**TEXTAUSZUG:**
=-=-=
Duri eröffnet das Gespräch mit der zentralen Frage: Wie muss ein Gutachten abgegeben werden? Die Antwort scheint klar – schriftlich und unterschrieben. Doch genau darin liegt das Problem: Keine Tonaufnahmen, keine Protokolle, keine Nachvollziehbarkeit. Ein Gutachten ist damit eine Blackbox, in der sich Beweise, subjektive Einschätzungen und Macht über Menschenleben vermischen. Gregor und Duri diskutieren Schritt für Schritt, wie ein solches Gutachten aufgebaut ist – von der Auftragsdefinition über die Aktenauswertung bis zu den eigenen Untersuchungen. Sie erklären, was es bedeutet, wenn Gutachter „Fremdauskünfte“ einholen, etwa bei Angehörigen – ebenfalls ohne Kontrolle, ohne Transparenz.
Es geht dabei um mehr als Formalien. Es geht um rechtsstaatliche Kontrolle, Fairness und Verantwortung. Sie diskutieren die Frage, ob und wann es sinnvoll ist, Gutachter:innen vor Gericht zu befragen und ob Verteidiger:innen dies konsequenter tun sollten. Duri erzählt von seiner Erfahrung aus der Militärjustiz, wo das unmittelbare Verfahren ein tieferes Verständnis ermöglicht. Gregor hält dagegen: wenn man die Befragung verlangt, kann sie sich gegen den Klienten richten.
Das Gespräch wird hitziger. Sie sprechen über die methodischen Schwächen forensischer Verfahren, über Testpsychologie als moderne Kristallkugel und über das Risiko, dass Freiheitsentzüge auf wissenschaftlich fragwürdigen Grundlagen beruhen. Dabei bleibt die Folge immer nah an der Praxis: Wie liest man ein Gutachten richtig? Warum sollte man es immer ganz lesen und nicht nur den Schlussteil mit der Diagnose und den Empfehlungen? Welche Anhaltspunkte deuten auf ungenügende wissenschaftliche Methodik hin? Und weshalb braucht es dringend Weiterbildung für Verteidiger:innen, um Gutachten wirklich kritisch einordnen zu können?
=-=-=
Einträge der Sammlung
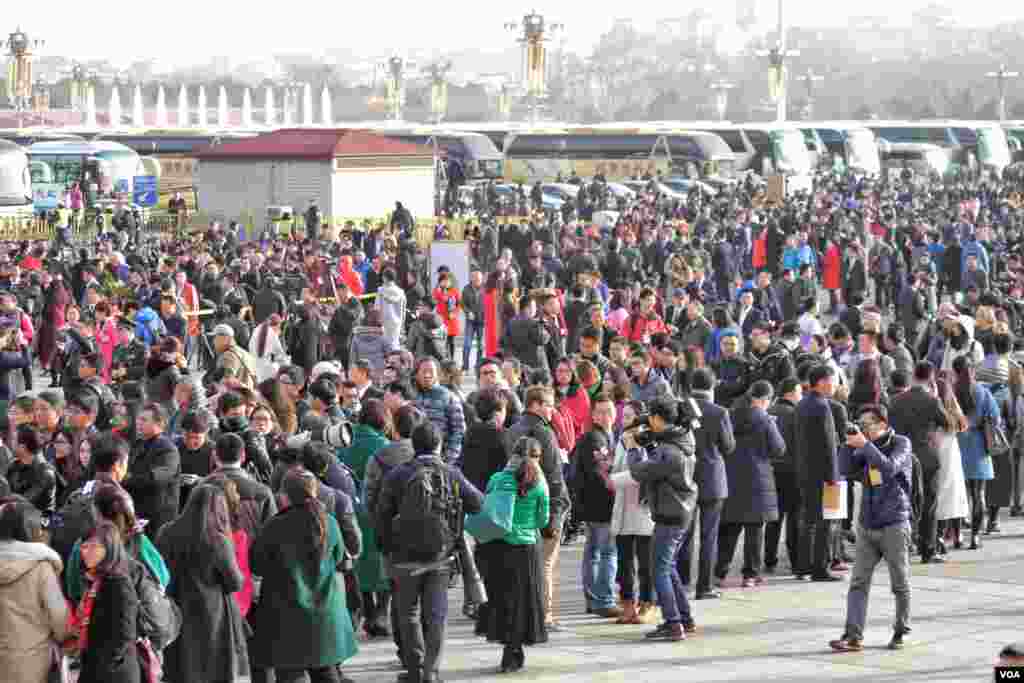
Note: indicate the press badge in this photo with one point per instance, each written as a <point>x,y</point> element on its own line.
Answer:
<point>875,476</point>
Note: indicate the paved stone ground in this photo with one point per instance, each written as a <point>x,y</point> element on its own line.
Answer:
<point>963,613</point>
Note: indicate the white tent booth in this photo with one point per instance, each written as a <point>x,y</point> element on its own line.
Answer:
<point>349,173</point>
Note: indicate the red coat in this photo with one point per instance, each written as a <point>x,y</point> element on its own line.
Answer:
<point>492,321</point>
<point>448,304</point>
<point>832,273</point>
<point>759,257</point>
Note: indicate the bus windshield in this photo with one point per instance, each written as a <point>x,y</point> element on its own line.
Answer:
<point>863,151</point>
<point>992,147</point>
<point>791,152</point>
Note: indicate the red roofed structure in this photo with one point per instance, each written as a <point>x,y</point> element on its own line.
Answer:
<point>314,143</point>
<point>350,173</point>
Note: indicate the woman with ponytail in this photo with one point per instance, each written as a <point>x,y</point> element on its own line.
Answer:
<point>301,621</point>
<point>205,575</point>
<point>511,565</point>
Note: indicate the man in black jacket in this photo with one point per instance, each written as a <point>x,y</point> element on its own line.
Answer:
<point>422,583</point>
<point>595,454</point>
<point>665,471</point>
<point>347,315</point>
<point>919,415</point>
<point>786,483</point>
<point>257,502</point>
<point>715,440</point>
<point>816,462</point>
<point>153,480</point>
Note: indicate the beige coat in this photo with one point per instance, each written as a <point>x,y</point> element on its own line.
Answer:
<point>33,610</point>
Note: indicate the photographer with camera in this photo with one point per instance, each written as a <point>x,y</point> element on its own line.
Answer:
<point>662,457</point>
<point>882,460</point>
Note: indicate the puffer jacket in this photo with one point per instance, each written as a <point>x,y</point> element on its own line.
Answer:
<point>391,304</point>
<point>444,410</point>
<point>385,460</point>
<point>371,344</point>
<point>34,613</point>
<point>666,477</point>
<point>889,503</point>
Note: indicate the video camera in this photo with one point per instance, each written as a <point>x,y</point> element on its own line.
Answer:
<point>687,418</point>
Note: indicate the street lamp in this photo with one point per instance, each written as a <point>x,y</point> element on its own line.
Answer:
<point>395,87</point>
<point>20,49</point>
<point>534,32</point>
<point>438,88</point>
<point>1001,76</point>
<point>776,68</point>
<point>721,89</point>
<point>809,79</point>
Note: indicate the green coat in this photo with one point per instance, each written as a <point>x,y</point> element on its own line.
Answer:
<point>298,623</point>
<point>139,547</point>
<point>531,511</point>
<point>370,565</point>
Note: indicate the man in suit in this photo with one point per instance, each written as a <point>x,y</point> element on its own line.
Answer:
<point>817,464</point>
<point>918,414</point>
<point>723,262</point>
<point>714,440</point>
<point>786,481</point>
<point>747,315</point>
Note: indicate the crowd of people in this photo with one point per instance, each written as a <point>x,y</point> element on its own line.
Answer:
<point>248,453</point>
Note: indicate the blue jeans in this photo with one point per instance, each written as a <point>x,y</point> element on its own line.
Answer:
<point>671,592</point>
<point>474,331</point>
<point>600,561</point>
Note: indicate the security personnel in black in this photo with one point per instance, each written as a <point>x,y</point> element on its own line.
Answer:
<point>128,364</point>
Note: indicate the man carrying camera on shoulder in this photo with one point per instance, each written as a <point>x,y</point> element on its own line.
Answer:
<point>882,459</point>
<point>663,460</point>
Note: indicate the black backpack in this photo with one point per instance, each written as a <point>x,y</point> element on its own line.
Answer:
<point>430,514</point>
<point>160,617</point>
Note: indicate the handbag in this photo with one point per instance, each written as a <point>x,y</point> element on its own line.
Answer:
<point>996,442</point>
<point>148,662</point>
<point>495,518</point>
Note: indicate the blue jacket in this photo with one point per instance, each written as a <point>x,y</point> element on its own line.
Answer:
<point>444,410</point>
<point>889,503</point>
=-=-=
**AUFGABE:**
Aus welchem Bereich stammt laut dem Textauszug Duris Erfahrung mit dem unmittelbaren Verfahren? Die Einträge werden für die Bearbeitung nicht gebraucht.

**LÖSUNG:**
Aus der Militärjustiz.